## Requirement
Wherever the word "cricket" appears in the entries, copy the whole line.

─── Material to process ───

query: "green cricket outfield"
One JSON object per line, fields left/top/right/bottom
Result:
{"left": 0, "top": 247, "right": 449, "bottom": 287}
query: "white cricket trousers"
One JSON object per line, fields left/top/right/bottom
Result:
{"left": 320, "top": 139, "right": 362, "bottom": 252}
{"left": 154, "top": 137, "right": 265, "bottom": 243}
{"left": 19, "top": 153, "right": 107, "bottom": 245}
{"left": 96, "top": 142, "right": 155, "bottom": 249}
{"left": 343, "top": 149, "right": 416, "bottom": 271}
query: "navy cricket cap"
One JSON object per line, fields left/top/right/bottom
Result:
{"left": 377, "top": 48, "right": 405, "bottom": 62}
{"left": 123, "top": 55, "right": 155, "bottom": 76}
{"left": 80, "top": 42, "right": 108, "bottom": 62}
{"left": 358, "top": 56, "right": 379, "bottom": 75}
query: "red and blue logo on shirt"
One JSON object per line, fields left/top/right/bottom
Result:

───

## Expected output
query: "green cricket outfield"
query: "white cricket trousers"
query: "navy cricket cap"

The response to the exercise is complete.